Aufgaben ▸
**A.** Stimmen diese Aussagen mit dem Artikel über Lucky Luke überein? Antworten Sie jeweils mit Ja oder Nein und zitieren Sie die entscheidenden Worte des Artikels wörtlich: (i) Lucky Luke wurde vom Zeichner Morris erfunden. (ii) Neu München liegt in Wisconsin. (iii) Für die Begegnung mit den Deutschen verlässt Lucky Luke das Amerika des 19. Jahrhunderts.
**B.** Geben Sie aus dem Artikel über Lucky Luke den Abschnitt von „Gerade haben Asterix“ bis „Darmenton) seine Schöpfer.“ wörtlich wieder.
**C.** Führen Sie den Artikel über Lucky Luke im Anschluss an seinen letzten Satz weiter.

Textauszug ▸
------------------------------------------------------------

Lucky Luke - erstmals an der Ostküste - und bei den Deutschen

"Die Maß ist voll"

Lucky Luke - erstmals an der Ostküste - und bei den Deutschen

Gerd Heger   31.10.2024 | 16:00 Uhr

Gerade haben Asterix und Obelix ihren 65. Geburtstag gefeiert, und denken nicht daran, in Rente zu gehen. Genauso wenig wie ein anderer der großen franko-belgischen Comichelden, der auch schon über 70 ist: Lucky Luke. Erfunden vom Zeichner Morris (damals rauchte Lucky), zum Erfolg geführt durch Asterixpapa René Goscinny als Texter. Luke trifft jetzt, erstmals in seiner Karriere, auf die Deutschen – ohne das Amerika des 19. Jahrhunderts zu verlassen. Heute sind Jul (Julien Berjeaut) und Achdé (Hervé Darmenton) seine Schöpfer.

So ein einsamer Cowboy im Wilden Westen hat einen harten Alltag: Klapperschlangen erschießen, Kühe fangen, Indianer bändigen, Banditen einbuchten. Die Quittung: ein Hexenschuss. Ein Arzt muss her. Neu München in Minnesota ist die nächste Stadt. Und schon ist Lucky Luke im deutschen Gürtel – unterhalb der Großen Seen an der Ostküste, wohin die meisten Deutschen gekommen waren während der Auswandererzeit. Mitten im Wilden Osten – bei den „germans“: Inklusive Sauerkraut, Weihnachtsbaum, Hamburger, Frankfurter Hot Dogs, Arbeiterbewegung uuuund roten Ampeln - die man keinesfalls übersehen darf. Klischees, die es für den Humor braucht. Texter Jul sieht sich da in der Tradition von René Goscinny, der ganze Klischeelisten hatte.

"Wir wollen diese Klischees nutzen, um uns ein bisschen davon zu distanzieren und natürlich, um darüber zu lachen. Das war ein sehr reiches Themenfeld." Jul
Deutsch-indianische Ehe - und Lucky Luke beim Abendessen (Foto: Lucky Comics©2024/Story House Egmont)

------------------------------------------------------------

Übungsdaten ▸

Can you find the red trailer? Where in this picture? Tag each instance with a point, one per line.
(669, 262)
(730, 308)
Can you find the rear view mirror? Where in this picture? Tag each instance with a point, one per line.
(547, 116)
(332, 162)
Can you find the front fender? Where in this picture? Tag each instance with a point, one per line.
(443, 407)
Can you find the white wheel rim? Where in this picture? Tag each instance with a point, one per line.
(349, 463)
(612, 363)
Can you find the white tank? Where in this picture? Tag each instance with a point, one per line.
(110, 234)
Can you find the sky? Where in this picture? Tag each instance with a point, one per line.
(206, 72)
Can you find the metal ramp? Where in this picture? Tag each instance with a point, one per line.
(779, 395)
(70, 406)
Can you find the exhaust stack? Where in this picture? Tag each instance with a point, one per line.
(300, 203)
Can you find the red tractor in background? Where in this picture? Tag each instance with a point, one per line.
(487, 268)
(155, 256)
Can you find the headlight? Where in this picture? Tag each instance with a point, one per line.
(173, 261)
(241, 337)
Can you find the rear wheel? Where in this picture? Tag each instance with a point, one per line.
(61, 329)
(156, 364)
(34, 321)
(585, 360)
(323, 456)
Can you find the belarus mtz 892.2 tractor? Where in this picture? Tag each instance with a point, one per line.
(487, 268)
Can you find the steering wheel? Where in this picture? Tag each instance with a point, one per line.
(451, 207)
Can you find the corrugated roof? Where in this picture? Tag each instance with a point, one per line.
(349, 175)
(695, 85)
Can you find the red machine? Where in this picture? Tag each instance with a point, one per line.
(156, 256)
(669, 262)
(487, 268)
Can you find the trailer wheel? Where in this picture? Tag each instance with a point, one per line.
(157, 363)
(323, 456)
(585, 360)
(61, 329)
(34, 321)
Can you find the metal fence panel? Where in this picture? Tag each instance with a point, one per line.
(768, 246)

------------------------------------------------------------

Lösungen ▸
**A.**
(i) Ja: „Erfunden vom Zeichner Morris“
(ii) Nein: „Neu München in Minnesota ist die nächste Stadt.“
(iii) Nein: „ohne das Amerika des 19. Jahrhunderts zu verlassen“

**B.**
Gerade haben Asterix und Obelix ihren 65. Geburtstag gefeiert, und denken nicht daran, in Rente zu gehen. Genauso wenig wie ein anderer der großen franko-belgischen Comichelden, der auch schon über 70 ist: Lucky Luke. Erfunden vom Zeichner Morris (damals rauchte Lucky), zum Erfolg geführt durch Asterixpapa René Goscinny als Texter. Luke trifft jetzt, erstmals in seiner Karriere, auf die Deutschen – ohne das Amerika des 19. Jahrhunderts zu verlassen. Heute sind Jul (Julien Berjeaut) und Achdé (Hervé Darmenton) seine Schöpfer.

**C.**
Deutsch-indianische Ehe - und Lucky Luke beim Abendessen

Ein Beispiel: Streik. Typisch deutsch. Weswegen der Wilde Westen ohne Bier dasteht: Lücky Lück muss in die Stadt Milwaukee, wo die deutschen Bier-Barone herrschen: Schlitz, Blatz, Miller, Falk und -Colonel Frederick Martz. Der wird, neben dem Gewerkschafter Wolf, zur Hauptfigur – nicht nur böse, nicht nur gut.

"Bei beiden zerbrechen Sicherheiten, Vorurteile, aber es geht natürlich gut aus, weil es ein Lucky Luke ist. Und natürlich ist es vor allem lustig." Achdé

René Goscinny hatte damals, neben seinen Klischeelisten über Italiener, Mexikaner, Indianer und was sonst noch kreuchte und fleuchte im "far west", auch auf seine Amerikaerfahrungen bauen können - wie Lucky-Luke-Erfinder Morris. Beide waren in den Staaten gewesen, hatten vor allem die Popkultur tief in sich aufgenommen, von Superman über Mad bis hin zu John Wayne. Jul sieht sich da ebenfalls komplett in der Tradition:

"Die Recherchen, meint Jul, über die deutschen Gemeinschaften in den USA, über die Brauerein in Milwaukee haben mir erlaubt, viele Details zu nutzen, um eine erfundene Geschichte zu erzählen." Jul

Und eben die Klischees: In der ziemlich perfekten Übersetzung von Klaus Jöken wird, wie im Original, keine Bieranspielung ausgelassen. "Wir schäumen vor Wut!" Oder: "Das Fass läuft über!" Und natürlich der Titel: "Letzte Runde für die Daltons" (auf Französisch: "Lucky Luke sous pression" - was sowohl Druck heißt, als auch das Bier aus dem Zapfhahn bezeichnet.

Arbeitersolidarität in Amerika - deutscher Import (Foto: Lucky Comics©2024/Story House Egmont)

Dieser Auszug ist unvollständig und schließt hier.